KUTIPAN TEKS:
>>>

Jika kita mau merenungkan ternyata bahaya yang ditimbulkan dari tidak menikah lebih banyak apalagi di zaman yang mengerikan ini. Zaman di mana maksyiat tidak malu-malu lagi dilakukan di depan umum, akses pornografi sangat mudah didapatkan, gedung-gedung dan tempat-tempat menumpahkan syahwat tersebar di mana-mana, pergaulan bebas dan pacaran membudayadi negeri kita sehingga perbuatan cabul dan perzinaan merajalela, timbullah tindakan hina aborsi, pembuangan bayi di sampah-sampah, penjualan anak dan lahirlah anak-anak tanpa ayah.
Oleh karena itu melaksanakan pernikahan lebih baik bagi seseorang daripada hidup membujang atau tidak menikah agar selamat dari bahaya yang disebutkan di atas dan agar mendapatkan keutamaan dari pernikahan yang dijanjikan oleh Allah Swt.
Diriwayatkan pada suatu hari banyak orang berkumpul di majelis Ibnu Abbas Ra. Kemudian setelah selesai pengajiannya, semua yang hadir meninggalkan majelis tersebut kecuali seorang pemuda yang tidak meninggalkan majelisnya.

<<<

LATIHAN A:
Jawablah pertanyaan berikut berdasarkan teks tentang pernikahan di atas.
(i) Menurut teks, anak-anak seperti apa yang lahir karena perbuatan cabul dan perzinaan merajalela?
(ii) Di majelis siapa banyak orang berkumpul pada suatu hari?
(iii) Siapa yang tidak meninggalkan majelis setelah pengajian selesai?

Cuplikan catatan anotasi
>>>

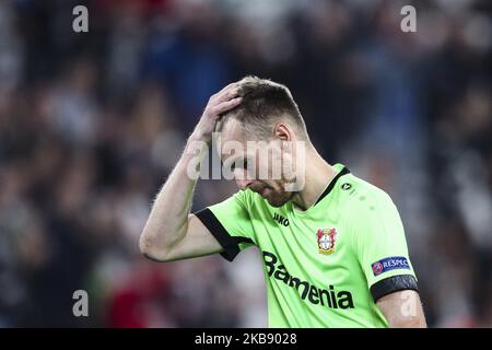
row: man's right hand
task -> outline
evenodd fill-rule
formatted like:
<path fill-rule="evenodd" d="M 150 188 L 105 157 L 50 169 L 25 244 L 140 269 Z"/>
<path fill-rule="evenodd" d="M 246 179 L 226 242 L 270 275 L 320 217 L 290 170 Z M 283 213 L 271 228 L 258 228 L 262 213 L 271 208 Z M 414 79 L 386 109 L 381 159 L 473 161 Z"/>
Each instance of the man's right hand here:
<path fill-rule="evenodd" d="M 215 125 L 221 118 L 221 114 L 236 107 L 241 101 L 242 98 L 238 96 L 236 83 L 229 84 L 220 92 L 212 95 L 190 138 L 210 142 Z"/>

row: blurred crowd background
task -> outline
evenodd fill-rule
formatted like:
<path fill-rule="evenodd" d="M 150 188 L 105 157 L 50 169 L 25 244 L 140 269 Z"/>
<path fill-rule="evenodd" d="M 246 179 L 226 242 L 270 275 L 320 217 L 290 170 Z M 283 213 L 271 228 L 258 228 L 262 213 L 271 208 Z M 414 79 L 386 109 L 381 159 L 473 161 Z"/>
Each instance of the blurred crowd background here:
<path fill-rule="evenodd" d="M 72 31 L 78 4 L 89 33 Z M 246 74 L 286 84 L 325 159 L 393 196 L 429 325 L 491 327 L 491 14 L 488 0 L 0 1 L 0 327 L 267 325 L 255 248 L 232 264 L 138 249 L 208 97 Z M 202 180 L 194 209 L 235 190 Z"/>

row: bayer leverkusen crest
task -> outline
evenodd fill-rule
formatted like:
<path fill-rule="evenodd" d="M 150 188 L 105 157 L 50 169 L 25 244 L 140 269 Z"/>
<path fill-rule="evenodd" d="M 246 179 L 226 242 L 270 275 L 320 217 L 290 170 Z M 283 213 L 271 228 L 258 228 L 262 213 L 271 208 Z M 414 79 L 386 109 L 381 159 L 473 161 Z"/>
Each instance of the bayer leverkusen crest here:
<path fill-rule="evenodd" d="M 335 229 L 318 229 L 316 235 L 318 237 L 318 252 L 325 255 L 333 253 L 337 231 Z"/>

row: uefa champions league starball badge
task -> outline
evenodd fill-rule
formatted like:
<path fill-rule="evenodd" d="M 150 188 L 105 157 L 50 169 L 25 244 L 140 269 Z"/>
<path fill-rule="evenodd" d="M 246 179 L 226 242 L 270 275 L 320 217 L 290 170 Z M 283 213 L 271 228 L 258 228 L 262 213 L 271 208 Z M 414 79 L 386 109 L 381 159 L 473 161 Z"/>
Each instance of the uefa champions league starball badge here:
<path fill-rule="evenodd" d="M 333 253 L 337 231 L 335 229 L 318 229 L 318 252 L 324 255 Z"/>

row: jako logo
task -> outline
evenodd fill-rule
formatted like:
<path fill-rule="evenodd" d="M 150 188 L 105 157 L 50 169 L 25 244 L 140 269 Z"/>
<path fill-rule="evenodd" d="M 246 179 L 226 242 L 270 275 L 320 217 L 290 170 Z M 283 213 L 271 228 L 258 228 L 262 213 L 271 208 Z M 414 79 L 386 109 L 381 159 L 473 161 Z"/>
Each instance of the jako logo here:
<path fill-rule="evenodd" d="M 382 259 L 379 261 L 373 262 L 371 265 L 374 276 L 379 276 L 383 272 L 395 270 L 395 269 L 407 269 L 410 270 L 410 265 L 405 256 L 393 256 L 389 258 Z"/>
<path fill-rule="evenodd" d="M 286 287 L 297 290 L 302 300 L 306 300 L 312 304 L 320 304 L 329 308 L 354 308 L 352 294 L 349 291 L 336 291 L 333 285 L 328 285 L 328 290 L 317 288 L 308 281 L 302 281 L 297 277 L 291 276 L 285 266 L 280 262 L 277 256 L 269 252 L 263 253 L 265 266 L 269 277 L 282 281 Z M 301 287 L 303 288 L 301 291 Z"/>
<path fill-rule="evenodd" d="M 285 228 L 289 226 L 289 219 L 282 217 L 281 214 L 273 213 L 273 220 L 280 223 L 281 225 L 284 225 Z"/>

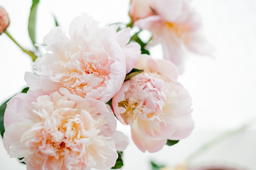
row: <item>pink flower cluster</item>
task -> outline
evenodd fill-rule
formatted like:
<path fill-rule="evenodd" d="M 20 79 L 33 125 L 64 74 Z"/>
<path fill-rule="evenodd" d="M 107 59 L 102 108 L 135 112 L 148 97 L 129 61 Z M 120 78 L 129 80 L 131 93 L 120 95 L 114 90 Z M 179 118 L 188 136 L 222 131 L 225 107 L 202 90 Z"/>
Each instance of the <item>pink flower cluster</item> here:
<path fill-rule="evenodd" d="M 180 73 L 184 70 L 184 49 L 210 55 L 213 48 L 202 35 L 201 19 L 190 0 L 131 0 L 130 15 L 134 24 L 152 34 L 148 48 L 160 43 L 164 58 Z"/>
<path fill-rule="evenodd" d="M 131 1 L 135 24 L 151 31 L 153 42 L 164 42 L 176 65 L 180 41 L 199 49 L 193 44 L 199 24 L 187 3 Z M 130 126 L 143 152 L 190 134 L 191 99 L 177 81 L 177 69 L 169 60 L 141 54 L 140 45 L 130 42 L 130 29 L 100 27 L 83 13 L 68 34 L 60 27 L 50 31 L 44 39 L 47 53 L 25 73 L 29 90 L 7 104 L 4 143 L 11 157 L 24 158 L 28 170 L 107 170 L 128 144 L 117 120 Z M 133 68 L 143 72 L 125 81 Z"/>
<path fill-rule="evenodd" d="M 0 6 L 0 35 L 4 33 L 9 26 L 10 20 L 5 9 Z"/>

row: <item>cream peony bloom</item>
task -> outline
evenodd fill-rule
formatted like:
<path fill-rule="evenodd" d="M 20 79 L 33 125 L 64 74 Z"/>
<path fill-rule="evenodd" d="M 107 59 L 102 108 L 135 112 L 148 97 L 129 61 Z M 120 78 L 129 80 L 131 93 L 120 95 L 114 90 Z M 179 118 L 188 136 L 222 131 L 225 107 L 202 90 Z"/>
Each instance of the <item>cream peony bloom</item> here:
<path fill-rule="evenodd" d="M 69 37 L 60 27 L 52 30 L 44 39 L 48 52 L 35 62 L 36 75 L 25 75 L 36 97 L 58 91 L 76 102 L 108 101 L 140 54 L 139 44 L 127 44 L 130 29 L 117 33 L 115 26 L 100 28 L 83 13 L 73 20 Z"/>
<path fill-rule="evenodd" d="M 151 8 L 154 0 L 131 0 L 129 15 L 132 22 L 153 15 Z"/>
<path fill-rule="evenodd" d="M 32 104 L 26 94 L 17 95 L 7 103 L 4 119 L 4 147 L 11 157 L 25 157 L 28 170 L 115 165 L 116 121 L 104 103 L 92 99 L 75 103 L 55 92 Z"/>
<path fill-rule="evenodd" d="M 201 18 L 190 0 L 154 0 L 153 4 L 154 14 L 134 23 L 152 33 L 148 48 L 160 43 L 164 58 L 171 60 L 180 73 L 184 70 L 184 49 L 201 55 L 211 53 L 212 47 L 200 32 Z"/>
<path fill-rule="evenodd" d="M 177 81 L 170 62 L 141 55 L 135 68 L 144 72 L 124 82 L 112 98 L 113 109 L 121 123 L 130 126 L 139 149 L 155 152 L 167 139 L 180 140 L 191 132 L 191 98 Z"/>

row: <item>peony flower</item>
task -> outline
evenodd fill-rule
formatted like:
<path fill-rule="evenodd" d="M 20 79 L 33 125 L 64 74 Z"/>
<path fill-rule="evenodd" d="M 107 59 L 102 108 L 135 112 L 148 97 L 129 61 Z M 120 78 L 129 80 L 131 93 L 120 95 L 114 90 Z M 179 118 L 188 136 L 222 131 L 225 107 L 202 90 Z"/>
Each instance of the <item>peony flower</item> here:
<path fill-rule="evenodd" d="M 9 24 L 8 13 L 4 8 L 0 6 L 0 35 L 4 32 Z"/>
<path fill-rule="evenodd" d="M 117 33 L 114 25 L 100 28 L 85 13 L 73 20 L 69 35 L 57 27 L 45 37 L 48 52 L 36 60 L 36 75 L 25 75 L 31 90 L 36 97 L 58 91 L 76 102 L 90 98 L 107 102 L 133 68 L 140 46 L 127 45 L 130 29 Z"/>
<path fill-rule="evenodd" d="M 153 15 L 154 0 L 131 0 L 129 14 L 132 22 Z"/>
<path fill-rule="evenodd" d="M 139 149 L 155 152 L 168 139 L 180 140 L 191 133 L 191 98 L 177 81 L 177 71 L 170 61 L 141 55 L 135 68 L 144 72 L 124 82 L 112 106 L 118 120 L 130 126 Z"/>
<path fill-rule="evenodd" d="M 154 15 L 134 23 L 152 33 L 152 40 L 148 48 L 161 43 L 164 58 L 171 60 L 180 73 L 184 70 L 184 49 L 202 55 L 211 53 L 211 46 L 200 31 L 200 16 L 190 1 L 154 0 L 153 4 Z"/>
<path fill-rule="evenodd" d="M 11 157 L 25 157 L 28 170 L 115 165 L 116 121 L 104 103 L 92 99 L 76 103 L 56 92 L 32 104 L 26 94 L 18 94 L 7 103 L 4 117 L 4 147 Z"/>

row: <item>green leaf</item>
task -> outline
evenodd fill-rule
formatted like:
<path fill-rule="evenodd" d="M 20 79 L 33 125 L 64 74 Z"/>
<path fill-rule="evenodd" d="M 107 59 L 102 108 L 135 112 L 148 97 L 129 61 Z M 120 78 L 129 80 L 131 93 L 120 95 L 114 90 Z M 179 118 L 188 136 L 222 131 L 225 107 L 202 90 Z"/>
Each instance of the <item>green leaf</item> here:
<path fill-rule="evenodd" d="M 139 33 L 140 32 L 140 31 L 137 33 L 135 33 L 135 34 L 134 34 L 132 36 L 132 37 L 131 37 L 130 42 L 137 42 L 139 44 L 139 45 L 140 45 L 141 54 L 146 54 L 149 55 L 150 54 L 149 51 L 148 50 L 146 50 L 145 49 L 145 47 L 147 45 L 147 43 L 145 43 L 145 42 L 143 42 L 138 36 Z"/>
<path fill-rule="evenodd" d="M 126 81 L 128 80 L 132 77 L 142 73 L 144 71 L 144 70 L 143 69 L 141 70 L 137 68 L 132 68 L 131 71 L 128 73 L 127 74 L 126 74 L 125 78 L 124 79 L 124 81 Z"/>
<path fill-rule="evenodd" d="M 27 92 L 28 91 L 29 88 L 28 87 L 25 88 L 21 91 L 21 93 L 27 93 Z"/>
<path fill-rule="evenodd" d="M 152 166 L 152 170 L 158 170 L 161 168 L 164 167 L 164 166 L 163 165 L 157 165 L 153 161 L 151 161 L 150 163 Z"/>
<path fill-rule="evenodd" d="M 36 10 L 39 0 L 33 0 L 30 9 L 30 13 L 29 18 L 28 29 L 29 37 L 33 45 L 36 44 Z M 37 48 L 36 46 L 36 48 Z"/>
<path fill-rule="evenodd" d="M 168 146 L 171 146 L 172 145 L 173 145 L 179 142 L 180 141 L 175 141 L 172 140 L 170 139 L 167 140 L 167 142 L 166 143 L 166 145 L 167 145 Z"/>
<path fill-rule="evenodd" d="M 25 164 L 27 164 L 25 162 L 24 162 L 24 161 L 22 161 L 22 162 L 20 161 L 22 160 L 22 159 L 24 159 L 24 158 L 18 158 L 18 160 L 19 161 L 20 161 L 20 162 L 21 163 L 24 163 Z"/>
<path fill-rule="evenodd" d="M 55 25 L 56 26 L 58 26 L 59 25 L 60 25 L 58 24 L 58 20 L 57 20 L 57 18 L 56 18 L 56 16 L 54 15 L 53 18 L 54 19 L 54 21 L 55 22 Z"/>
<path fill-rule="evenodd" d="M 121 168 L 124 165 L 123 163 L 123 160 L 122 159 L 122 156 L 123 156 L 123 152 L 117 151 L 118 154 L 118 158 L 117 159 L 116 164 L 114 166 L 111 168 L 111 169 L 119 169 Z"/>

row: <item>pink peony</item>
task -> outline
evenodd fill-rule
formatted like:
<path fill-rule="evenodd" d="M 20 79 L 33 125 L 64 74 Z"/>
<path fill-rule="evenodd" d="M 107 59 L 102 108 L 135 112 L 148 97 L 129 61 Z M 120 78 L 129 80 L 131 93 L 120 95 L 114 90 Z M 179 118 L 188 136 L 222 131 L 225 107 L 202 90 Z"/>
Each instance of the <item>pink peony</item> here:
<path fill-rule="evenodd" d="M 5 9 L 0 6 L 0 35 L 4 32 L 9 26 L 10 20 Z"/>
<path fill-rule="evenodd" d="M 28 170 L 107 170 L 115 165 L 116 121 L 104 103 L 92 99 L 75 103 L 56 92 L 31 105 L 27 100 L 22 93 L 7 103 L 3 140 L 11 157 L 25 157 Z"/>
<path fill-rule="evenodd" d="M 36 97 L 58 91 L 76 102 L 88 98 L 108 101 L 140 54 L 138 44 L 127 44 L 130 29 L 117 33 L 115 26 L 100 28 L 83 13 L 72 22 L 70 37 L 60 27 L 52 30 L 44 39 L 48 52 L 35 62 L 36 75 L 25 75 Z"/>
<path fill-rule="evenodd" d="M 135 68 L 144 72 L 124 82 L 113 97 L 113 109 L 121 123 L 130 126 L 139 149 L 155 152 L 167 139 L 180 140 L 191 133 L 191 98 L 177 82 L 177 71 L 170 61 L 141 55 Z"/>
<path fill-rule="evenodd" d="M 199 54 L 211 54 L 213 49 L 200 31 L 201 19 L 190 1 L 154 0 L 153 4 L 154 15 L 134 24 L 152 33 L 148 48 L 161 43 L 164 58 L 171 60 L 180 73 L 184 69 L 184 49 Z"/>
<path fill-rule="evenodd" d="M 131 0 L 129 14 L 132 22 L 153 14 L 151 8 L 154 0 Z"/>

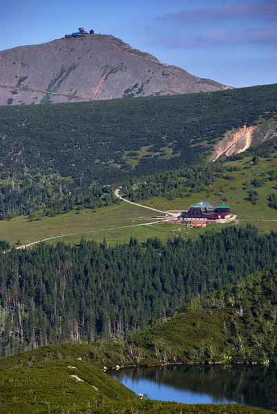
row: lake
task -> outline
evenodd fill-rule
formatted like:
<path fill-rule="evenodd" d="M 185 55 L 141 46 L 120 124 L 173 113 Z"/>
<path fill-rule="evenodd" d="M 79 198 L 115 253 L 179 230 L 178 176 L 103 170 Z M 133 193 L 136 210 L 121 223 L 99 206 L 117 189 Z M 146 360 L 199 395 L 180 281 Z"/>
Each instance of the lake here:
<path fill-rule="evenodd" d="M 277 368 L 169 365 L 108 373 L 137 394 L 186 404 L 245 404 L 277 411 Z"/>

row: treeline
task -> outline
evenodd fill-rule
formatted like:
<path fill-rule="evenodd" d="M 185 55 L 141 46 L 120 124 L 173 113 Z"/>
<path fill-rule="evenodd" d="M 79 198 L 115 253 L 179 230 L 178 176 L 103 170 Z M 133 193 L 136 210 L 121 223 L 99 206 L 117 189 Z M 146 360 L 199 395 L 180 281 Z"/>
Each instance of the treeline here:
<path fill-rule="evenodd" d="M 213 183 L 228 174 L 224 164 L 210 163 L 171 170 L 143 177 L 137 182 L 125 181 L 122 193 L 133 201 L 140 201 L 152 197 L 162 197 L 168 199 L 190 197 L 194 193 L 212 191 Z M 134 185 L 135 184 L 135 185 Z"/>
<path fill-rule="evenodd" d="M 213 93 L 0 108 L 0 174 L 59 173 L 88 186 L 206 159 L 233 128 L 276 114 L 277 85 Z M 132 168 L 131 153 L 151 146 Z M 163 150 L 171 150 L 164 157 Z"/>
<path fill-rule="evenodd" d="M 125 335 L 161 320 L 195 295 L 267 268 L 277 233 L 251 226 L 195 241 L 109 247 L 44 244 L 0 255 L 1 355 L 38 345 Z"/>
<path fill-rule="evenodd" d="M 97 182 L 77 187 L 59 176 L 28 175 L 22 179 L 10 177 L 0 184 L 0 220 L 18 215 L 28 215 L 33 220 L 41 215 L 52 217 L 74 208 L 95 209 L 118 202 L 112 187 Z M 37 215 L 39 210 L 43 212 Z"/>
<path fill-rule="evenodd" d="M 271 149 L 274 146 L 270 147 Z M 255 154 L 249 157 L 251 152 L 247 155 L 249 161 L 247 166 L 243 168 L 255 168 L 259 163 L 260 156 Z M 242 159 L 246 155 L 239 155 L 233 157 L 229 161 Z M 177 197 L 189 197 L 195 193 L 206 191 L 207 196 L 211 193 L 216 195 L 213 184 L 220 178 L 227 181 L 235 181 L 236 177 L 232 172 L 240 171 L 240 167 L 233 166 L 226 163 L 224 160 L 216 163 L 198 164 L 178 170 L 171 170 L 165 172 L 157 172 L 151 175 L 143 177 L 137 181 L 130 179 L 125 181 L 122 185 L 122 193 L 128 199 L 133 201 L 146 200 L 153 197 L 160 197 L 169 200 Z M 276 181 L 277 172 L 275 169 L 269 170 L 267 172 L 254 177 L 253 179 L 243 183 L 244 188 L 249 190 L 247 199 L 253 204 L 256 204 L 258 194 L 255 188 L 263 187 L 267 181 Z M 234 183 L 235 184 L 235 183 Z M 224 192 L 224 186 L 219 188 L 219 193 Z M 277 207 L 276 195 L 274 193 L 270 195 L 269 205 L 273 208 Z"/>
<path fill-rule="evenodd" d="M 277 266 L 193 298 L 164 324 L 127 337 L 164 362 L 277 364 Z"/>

<<<

LATIHAN B: Dalam data tercatat, ubahlah baris-baris mulai dari baris yang memuat "row: jako logo" sampai baris yang memuat "Each instance of the jako", termasuk kedua baris itu. Ganti "outline" dengan "polygon", biarkan bagian lain tetap, lalu tuliskan baris-baris itu saja.

JAWABAN BENAR A:
(i) Anak-anak tanpa ayah.
(ii) Di majelis Ibnu Abbas Ra.
(iii) Seorang pemuda.

JAWABAN BENAR B:
row: jako logo
task -> polygon
evenodd fill-rule
formatted like:
<path fill-rule="evenodd" d="M 150 188 L 105 157 L 50 169 L 25 244 L 140 269 Z"/>
<path fill-rule="evenodd" d="M 246 179 L 226 242 L 270 275 L 320 217 L 290 170 Z M 283 213 L 271 228 L 258 228 L 262 213 L 271 208 Z M 414 79 L 386 109 L 381 159 L 473 161 Z"/>
Each instance of the jako logo here:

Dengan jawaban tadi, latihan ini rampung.